(Brief):
Extract every line of the records below verbatim, in their original order, and leave out the pictures.

* BEGIN Supplied records *

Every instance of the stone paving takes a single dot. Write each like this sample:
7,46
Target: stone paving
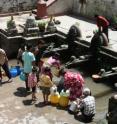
16,106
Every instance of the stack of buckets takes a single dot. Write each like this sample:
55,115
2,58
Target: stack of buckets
15,71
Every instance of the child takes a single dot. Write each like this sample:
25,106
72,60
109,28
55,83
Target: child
46,83
32,82
19,55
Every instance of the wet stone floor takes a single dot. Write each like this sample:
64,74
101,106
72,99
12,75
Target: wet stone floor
16,106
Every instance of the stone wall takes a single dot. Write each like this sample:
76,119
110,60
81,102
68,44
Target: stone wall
107,8
60,7
16,5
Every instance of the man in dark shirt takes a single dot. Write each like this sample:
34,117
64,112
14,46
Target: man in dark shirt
102,24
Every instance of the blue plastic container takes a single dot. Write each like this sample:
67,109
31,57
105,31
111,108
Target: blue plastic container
22,76
13,72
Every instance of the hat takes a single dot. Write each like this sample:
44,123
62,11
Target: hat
86,91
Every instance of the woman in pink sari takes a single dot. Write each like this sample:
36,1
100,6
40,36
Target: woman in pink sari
75,82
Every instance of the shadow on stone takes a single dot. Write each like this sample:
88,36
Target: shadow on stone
81,118
41,104
21,92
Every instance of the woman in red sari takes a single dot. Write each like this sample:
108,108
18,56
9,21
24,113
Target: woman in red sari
75,82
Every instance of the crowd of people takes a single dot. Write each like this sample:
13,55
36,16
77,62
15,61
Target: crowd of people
43,74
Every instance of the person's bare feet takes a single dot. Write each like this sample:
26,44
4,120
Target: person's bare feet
10,80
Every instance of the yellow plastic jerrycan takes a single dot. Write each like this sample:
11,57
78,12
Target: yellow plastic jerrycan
54,98
63,101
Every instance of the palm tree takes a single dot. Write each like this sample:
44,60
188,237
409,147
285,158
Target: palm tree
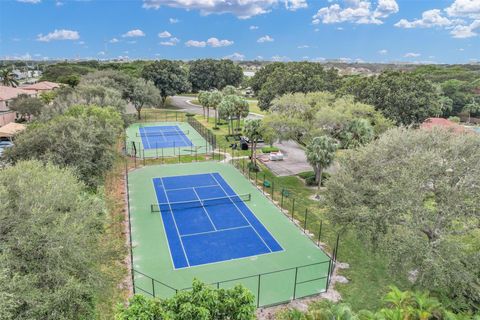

* END Supplied records *

(Worked answer):
Every instance of the stone paving takes a single dot. Write each like this sample:
7,46
Target: stone paving
16,106
Every instance of the stack of buckets takes a single dot. Write each like this sample:
55,115
2,58
Target: stack of buckets
15,71
Every instance of the child takes a single dot. Write each like this sample:
25,106
72,60
109,28
55,83
Target: child
46,83
32,82
19,55
Every instance of the wet stone floor takes a single dot. Write each like this sample:
64,74
101,106
72,99
12,75
Target: wet stone floor
16,106
Every instance of the stone wall takes a single dot. Write each like this sample:
76,119
110,60
81,102
68,44
Target: stone wall
107,8
60,7
16,5
Every instance of the man in dark shirt takes a single dot. Write each like this sample:
34,117
64,112
14,46
Target: man in dark shirt
102,24
Every instance of the blue plastic container takes a single dot. Write each like this sample:
67,109
31,57
105,31
111,108
Target: blue plastic container
22,76
13,72
Every instance of the hat takes a single dot. Write each like this sample:
44,123
62,11
Target: hat
86,91
Every instance of the woman in pink sari takes a single dot. Write each like this sample:
36,1
100,6
40,36
Target: woman in pink sari
75,82
Every instance of the shadow on stone takes a single dot. Write each like this sample:
88,36
Target: shadow on stone
81,118
41,104
21,92
Every instance of the woman in red sari takes a single dot. Write each like this sample:
108,108
18,56
9,21
24,113
Target: woman in red sari
75,82
Every instance of the crowd of people takes a single dot. Write each like this sample:
13,55
36,16
77,62
15,61
Target: crowd of people
43,74
Every instance of the person's bare feet takes a single dot. Write each like this sample:
26,44
4,120
Target: person's bare feet
10,80
Every instance of the yellow plastic jerrycan takes a single dot. Write each like this sample:
11,57
78,12
Target: yellow plastic jerrycan
54,98
63,101
Every instance of the palm tree takes a single dot. Write each like this sample:
44,60
188,237
409,147
285,158
Target: palm tree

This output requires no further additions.